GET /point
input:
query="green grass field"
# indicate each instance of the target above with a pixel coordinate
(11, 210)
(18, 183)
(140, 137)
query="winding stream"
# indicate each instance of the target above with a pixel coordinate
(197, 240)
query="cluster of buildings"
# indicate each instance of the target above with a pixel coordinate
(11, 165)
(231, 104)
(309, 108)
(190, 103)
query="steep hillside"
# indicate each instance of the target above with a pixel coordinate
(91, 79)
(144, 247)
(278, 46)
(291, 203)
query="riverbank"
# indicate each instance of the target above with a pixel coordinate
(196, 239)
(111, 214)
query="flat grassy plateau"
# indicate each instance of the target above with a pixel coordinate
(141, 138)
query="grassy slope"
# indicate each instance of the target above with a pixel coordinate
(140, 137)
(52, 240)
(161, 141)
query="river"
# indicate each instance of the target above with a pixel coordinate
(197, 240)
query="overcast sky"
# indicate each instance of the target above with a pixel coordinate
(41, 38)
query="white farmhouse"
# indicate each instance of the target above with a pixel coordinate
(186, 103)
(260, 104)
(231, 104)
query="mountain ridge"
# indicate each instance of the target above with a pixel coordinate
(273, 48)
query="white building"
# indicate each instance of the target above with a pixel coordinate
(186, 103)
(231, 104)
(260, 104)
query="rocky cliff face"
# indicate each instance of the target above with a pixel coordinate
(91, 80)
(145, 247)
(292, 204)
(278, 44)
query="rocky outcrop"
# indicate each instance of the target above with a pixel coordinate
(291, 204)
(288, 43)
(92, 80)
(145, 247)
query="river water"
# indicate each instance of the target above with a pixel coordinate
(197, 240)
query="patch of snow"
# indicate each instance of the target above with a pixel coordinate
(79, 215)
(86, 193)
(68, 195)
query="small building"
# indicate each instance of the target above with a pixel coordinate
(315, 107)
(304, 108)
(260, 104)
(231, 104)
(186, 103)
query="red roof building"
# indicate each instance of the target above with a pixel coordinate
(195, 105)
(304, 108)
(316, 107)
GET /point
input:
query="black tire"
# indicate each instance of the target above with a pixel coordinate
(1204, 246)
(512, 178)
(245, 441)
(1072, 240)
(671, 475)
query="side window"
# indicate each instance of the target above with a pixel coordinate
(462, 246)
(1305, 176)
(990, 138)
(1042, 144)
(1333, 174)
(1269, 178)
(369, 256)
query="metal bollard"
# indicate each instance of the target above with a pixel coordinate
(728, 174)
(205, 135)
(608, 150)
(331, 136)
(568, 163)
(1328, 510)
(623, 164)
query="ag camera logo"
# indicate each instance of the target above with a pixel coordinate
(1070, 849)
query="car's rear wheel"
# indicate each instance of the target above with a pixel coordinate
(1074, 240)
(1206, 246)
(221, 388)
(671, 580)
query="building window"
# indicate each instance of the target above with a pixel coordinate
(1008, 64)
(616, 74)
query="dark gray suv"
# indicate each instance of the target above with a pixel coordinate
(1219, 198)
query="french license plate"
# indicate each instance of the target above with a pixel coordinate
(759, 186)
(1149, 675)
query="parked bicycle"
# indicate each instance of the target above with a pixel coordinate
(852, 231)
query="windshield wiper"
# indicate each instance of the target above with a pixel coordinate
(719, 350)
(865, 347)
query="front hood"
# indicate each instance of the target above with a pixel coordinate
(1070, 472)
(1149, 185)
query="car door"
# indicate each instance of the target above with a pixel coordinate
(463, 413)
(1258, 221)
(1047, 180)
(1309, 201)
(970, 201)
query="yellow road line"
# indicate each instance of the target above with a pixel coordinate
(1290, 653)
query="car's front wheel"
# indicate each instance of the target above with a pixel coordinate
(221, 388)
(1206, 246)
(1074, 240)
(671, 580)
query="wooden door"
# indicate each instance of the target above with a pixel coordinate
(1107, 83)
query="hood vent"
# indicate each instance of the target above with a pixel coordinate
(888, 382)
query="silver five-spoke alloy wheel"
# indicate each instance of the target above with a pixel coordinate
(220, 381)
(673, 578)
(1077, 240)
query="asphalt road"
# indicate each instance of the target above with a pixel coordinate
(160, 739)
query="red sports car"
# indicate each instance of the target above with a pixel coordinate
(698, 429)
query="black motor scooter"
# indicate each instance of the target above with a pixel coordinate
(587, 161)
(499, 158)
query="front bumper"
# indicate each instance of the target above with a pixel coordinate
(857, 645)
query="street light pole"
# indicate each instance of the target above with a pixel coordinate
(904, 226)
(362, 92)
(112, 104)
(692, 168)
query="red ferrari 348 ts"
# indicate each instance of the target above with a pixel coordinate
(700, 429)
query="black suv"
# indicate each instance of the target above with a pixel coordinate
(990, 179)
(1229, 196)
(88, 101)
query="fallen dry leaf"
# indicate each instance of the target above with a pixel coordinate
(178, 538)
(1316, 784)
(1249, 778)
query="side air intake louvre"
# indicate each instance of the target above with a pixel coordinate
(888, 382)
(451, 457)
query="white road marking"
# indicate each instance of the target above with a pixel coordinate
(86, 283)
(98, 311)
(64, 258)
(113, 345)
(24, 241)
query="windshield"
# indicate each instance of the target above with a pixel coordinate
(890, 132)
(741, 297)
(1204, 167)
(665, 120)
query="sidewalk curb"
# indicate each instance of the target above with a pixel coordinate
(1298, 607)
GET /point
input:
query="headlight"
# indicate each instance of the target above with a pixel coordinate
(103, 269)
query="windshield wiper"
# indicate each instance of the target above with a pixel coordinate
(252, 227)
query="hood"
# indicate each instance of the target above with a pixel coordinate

*TASK DETAILS:* Among the lines of the data above, find those with the word "road" and show them.

*RESULT:*
query="yellow road line"
query="asphalt road"
query="white road marking"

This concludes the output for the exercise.